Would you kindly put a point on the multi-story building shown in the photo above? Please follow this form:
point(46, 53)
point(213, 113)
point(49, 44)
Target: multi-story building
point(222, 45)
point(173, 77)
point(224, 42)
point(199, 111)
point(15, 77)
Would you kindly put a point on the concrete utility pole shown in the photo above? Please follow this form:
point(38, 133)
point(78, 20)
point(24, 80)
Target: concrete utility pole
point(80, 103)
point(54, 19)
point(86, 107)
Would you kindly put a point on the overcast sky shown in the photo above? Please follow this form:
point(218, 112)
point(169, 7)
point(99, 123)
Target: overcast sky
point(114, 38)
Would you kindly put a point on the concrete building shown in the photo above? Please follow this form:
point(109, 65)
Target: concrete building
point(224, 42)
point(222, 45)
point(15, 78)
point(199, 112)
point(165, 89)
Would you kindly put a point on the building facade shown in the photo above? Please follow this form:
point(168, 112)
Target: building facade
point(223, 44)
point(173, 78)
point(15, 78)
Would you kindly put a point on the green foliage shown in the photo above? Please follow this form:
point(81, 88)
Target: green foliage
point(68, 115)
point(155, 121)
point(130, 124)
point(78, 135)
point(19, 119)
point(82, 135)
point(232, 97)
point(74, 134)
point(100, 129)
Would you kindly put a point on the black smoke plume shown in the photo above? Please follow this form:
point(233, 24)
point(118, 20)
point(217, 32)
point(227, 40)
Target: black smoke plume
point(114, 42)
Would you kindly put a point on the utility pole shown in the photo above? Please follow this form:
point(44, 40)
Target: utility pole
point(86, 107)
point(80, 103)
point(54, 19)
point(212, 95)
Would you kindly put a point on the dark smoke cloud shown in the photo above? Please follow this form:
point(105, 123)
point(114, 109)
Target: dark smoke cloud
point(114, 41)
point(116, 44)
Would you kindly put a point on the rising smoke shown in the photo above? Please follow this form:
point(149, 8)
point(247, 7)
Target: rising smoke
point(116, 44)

........

- _What the task asks_
Write out only what runs from the line holding "point(114, 109)" through the last line of the records, exactly as shown.

- _Response to this exercise_
point(114, 109)
Target: dark smoke cloud
point(114, 41)
point(116, 44)
Would you kindly put a point on the rising smoke shown in the photo above? Please follow this form:
point(149, 8)
point(247, 7)
Target: rising smoke
point(116, 44)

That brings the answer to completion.